━━━━━ Extrait du texte ━━━━━

La Mondialisation : Emergences et Fragmentations, Pierre-Noël Giraud, éd. Sciences Humaines


 

Couverture

Il y a quelques mois, un lecteur m’a conseillé ce livre de Pierre-Noël Giraud sur la mondialisation. Je vous avoue que j’en ai lu beaucoup, des livres sur la mondialisation, et que j’ai appréhendé de relire les mêmes constats, les mêmes exemples et les mêmes propositions… mais celui-là a effectivement le mérite d’être synthétique et clair. Les thèses du bouquin sont intéressantes : parmi elles, j’ai notamment retenu que l’avenir “[de l’Afrique] repose fondamentalement entre les mains de ses habitants” et que les systèmes politiques et économiques actuel doivent être réformé s’il nous voulons un développement durable. Une croissance durable, je veux dire.

Portrait

© Catherine Lambert/OPALE

L’auteur, Pierre-Noël Giraud, est économiste et enseigne l’économie à Mines ParisTech. Publié en 2008, le livre nous apporte une analyse différente de cette mondialisation qui a commencé au XIXème siècle. Comme le titre le suggère, il aborde la question des inégalités territoriales, qu’elles soient entre les états ou en leur sein. Un des effets souvent mis en évidence lorsqu’on aborde la mondialisation est que les territoires sont soumis à une compétition identique à celle entre les firmes globales. Du coup, ils se positionnent, comme des entreprises : l’Allemagne a par exemple choisi l’industrie et l’export, la Chine la production manufacturière et l’Inde les services.

━━━━━ Données sources ━━━━━

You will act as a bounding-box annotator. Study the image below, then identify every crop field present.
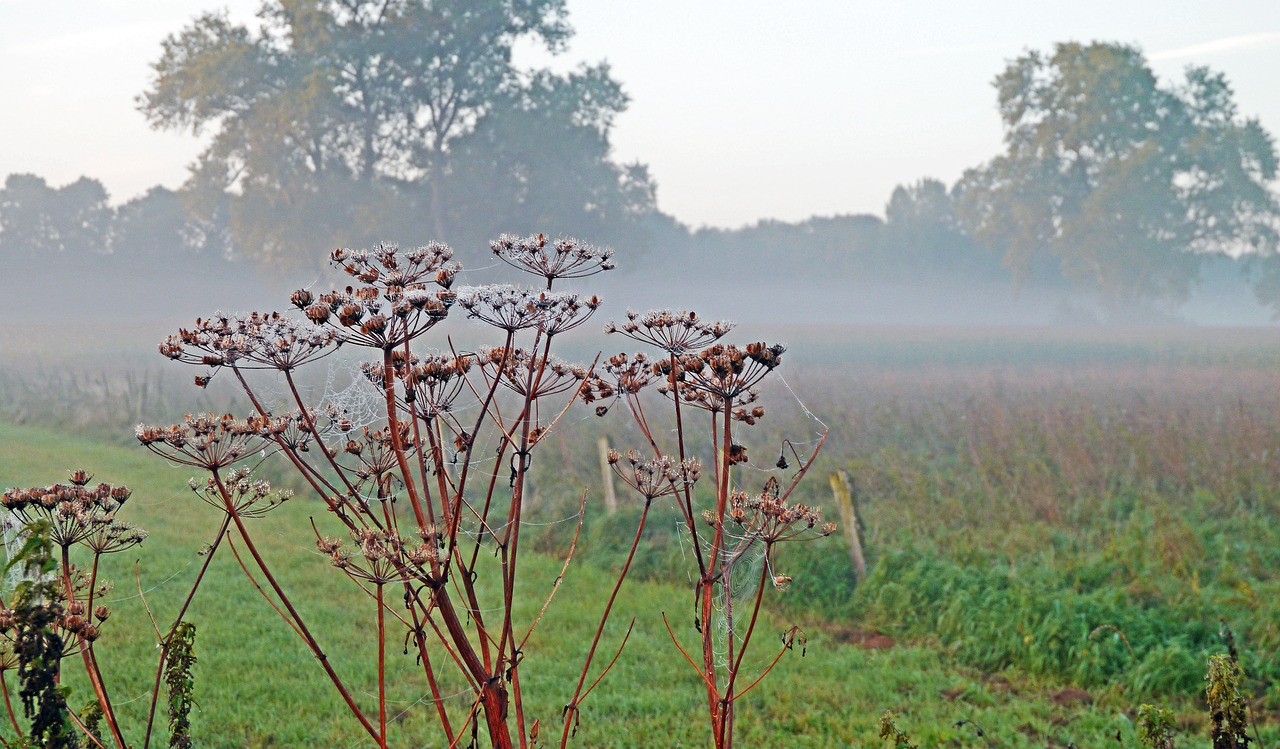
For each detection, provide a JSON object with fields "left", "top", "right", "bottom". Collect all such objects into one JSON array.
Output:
[{"left": 0, "top": 326, "right": 1280, "bottom": 748}]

━━━━━

Énoncé écrit 1:
Répondez à ces questions à partir de l'extrait sur la mondialisation :
(a) Selon la thèse retenue par le lecteur, entre les mains de qui repose fondamentalement l'avenir de l'Afrique ?
(b) Dans quel établissement Pierre-Noël Giraud enseigne-t-il l'économie ?
(c) Quel choix l'extrait attribue-t-il à l'Inde ?
Énoncé écrit 2: Traduisez en anglais la phrase suivante de l'extrait sur la mondialisation : « Du coup, ils se positionnent, comme des entreprises : l’Allemagne a par exemple choisi l’industrie et l’export, la Chine la production manufacturière et l’Inde les services. »

Réponse finale 1:
(a) Entre les mains de ses habitants.
(b) À Mines ParisTech.
(c) Les services.

Réponse finale 2: As a result, they position themselves like companies: Germany, for example, has chosen industry and exports, China manufacturing, and India services.